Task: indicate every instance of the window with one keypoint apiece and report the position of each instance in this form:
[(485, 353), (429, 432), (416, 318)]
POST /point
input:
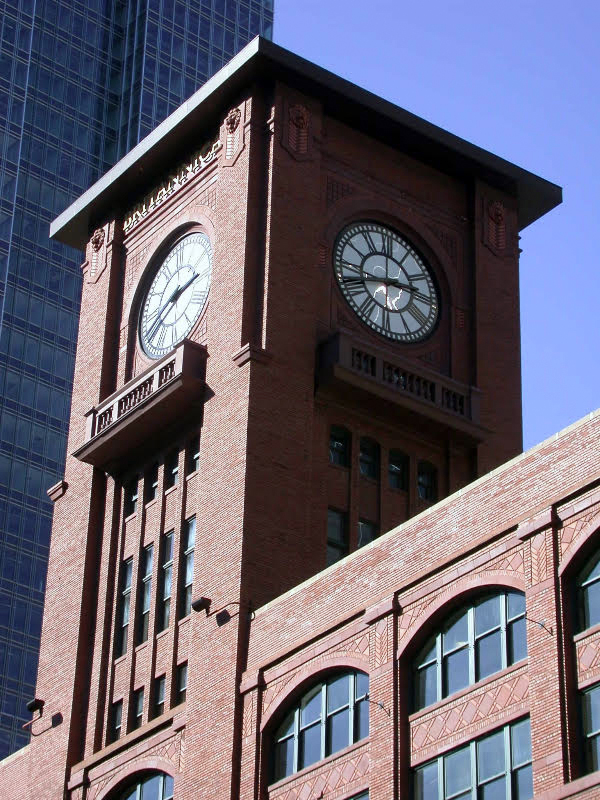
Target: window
[(590, 715), (146, 573), (476, 642), (156, 786), (159, 695), (495, 766), (172, 469), (151, 483), (398, 469), (130, 498), (181, 683), (164, 615), (329, 717), (116, 715), (367, 532), (337, 536), (339, 446), (589, 595), (369, 458), (427, 482), (137, 709), (192, 455), (187, 567), (124, 609)]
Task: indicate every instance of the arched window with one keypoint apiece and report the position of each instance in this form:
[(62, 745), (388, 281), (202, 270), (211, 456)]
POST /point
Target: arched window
[(479, 640), (588, 586), (369, 458), (329, 717), (156, 786), (339, 446)]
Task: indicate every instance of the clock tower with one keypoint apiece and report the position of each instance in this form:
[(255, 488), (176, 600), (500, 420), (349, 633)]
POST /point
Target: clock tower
[(299, 328)]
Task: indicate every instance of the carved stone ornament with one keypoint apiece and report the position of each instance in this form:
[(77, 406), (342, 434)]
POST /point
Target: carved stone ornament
[(233, 120), (97, 239)]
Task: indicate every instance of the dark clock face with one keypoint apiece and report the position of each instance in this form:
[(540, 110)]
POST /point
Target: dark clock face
[(385, 281), (177, 295)]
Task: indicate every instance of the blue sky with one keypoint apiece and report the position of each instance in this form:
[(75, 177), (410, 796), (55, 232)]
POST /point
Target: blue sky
[(520, 79)]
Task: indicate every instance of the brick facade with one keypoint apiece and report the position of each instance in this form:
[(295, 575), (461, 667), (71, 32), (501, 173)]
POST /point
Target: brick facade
[(275, 360)]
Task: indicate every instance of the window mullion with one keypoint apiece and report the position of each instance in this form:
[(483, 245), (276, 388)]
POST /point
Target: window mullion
[(323, 720), (471, 628), (504, 629)]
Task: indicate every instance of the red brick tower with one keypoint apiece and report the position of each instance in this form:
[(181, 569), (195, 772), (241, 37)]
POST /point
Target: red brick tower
[(299, 328)]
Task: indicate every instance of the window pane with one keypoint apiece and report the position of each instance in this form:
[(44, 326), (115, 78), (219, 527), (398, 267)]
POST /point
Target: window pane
[(338, 693), (427, 686), (426, 782), (517, 641), (520, 735), (495, 790), (523, 784), (338, 732), (310, 746), (361, 713), (591, 604), (490, 756), (456, 671), (457, 769), (591, 711), (487, 615), (516, 604), (311, 709), (284, 758), (457, 634), (488, 654), (362, 684)]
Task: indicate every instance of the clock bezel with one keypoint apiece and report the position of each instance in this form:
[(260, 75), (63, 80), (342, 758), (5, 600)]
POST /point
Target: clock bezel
[(422, 334), (154, 267)]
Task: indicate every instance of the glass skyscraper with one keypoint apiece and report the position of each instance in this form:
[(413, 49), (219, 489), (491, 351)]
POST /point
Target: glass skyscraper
[(81, 82)]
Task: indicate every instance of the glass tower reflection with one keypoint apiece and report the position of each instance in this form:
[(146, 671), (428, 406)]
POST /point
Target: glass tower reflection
[(80, 84)]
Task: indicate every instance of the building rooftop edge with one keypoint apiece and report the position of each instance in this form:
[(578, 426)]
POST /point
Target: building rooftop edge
[(435, 508), (261, 58)]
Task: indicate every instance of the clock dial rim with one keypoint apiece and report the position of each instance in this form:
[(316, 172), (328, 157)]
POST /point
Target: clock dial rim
[(199, 290), (420, 304)]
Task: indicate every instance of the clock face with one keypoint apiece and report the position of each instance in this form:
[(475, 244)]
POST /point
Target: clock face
[(177, 295), (385, 281)]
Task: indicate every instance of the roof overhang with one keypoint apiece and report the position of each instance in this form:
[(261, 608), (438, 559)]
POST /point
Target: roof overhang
[(261, 61)]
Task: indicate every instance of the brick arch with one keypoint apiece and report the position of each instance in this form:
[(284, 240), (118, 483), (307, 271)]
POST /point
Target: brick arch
[(139, 768), (365, 206), (306, 677), (585, 540), (453, 598)]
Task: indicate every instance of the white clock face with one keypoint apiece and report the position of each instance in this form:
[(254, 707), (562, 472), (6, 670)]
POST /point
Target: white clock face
[(177, 295), (385, 281)]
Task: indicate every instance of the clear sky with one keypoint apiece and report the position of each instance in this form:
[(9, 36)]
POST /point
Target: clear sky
[(521, 79)]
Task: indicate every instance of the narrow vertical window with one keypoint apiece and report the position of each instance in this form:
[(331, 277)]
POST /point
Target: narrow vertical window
[(166, 580), (192, 456), (369, 458), (367, 532), (151, 483), (130, 497), (339, 446), (116, 715), (172, 469), (181, 682), (337, 536), (146, 591), (187, 566), (398, 468), (427, 482), (124, 609), (159, 695), (137, 709)]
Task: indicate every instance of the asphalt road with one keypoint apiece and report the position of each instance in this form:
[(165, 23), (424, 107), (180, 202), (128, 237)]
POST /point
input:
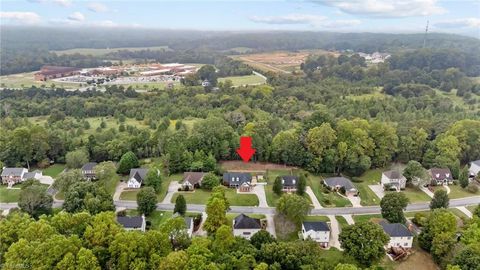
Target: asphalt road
[(271, 210)]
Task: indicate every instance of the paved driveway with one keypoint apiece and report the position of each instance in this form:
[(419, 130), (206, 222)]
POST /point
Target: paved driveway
[(378, 190)]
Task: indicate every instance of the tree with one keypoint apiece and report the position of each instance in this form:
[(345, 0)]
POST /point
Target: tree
[(463, 177), (154, 179), (147, 200), (302, 184), (34, 199), (76, 159), (210, 180), (260, 238), (180, 205), (440, 199), (415, 173), (294, 207), (278, 186), (392, 206), (364, 241), (127, 162)]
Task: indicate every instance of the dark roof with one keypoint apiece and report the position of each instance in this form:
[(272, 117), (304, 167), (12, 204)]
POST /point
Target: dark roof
[(245, 222), (89, 166), (393, 174), (441, 174), (237, 178), (289, 180), (318, 226), (138, 174), (12, 171), (130, 222), (188, 222), (395, 229), (339, 181), (193, 177)]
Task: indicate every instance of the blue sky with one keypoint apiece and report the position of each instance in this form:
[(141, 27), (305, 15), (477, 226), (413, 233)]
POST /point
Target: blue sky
[(404, 16)]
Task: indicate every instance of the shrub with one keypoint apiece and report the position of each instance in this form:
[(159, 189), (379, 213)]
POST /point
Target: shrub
[(472, 188)]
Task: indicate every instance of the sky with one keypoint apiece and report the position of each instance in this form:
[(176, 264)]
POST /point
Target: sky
[(391, 16)]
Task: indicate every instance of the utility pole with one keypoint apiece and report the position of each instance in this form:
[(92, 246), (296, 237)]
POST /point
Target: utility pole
[(425, 37)]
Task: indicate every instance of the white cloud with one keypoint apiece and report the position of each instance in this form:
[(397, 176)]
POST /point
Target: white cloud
[(308, 19), (20, 17), (76, 16), (97, 7), (63, 3), (386, 8), (459, 23)]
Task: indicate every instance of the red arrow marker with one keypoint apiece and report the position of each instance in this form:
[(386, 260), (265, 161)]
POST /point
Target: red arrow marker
[(245, 151)]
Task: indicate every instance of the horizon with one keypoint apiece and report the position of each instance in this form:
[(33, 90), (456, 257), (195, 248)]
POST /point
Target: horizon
[(360, 16)]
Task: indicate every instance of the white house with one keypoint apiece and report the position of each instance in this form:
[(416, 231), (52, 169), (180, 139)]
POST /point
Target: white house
[(474, 168), (393, 180), (318, 231), (189, 224), (399, 235), (245, 226), (133, 223), (136, 177)]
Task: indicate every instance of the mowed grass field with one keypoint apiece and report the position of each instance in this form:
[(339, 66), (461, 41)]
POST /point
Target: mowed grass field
[(244, 80), (101, 52), (200, 196)]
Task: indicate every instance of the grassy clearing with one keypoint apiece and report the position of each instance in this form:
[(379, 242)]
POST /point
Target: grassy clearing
[(101, 52), (365, 218), (9, 195), (341, 221), (200, 196), (53, 170), (244, 80), (370, 177)]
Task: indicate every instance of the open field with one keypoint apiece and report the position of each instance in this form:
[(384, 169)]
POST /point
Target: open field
[(278, 61), (100, 52), (244, 80), (200, 196)]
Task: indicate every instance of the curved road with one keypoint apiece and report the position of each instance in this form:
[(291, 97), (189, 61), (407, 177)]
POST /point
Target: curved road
[(271, 210)]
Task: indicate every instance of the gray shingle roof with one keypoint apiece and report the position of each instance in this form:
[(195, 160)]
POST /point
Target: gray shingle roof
[(130, 222), (289, 180), (138, 174), (245, 222), (12, 171), (339, 181), (237, 178), (395, 229), (317, 226), (441, 174), (89, 166), (193, 177)]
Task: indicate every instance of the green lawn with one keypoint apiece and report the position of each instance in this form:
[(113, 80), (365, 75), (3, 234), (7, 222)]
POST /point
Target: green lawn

※

- _THE REQUEST_:
Convert everything from the line containing "Task: indicate every instance of the narrow" down to the line containing "[(404, 16)]", both ends included, into a JSON list of strings with one string per line and no blank lines. Leave the pictures out of the list.

- _WRITTEN RESPONSE_:
[
  "Task: indicate every instance of the narrow vertical window with one keypoint apiece and report the position of each instance in this form:",
  "[(331, 277)]",
  "POST /point",
  "Target: narrow vertical window",
  "[(166, 580), (192, 456), (369, 458), (367, 532), (151, 483), (130, 497), (339, 446), (116, 715), (172, 469), (181, 682), (337, 536), (146, 591), (187, 566), (398, 468), (427, 482), (124, 609), (159, 695), (137, 709)]",
  "Task: indicate every instance of the asphalt road with one keypoint apiece and report the position of each instance in this form:",
  "[(165, 23), (424, 107), (180, 202), (128, 237)]",
  "POST /point",
  "input:",
  "Target: asphalt road",
  "[(271, 210)]",
  "Task: indicate every instance of the paved driveway with one keypoint apiece and report the position of each instance in this form:",
  "[(419, 130), (206, 222)]",
  "POST /point",
  "Target: paved driveway",
  "[(378, 190)]",
  "Task: indicate every instance of the tree with one keypoint apiece and report the position of each instance in this form:",
  "[(345, 0)]",
  "POST /point",
  "Target: tree",
  "[(463, 177), (154, 179), (147, 200), (302, 184), (34, 199), (76, 159), (210, 180), (260, 238), (180, 205), (440, 199), (415, 173), (294, 207), (278, 186), (392, 206), (364, 241), (127, 162)]",
  "Task: indicate every instance of the dark roof with one keypoint apiece and report the position of each instance in this form:",
  "[(272, 117), (304, 167), (12, 204)]",
  "POST /point",
  "Target: dark roof",
  "[(245, 222), (89, 166), (393, 174), (441, 174), (237, 178), (289, 180), (318, 226), (138, 174), (12, 171), (130, 222), (188, 222), (395, 229), (339, 181), (193, 177)]",
  "Task: indicate every instance of the blue sky with one keypoint apiece and report the position of each instance in this form:",
  "[(141, 27), (305, 15), (477, 226), (413, 233)]",
  "POST /point",
  "Target: blue sky",
  "[(404, 16)]"
]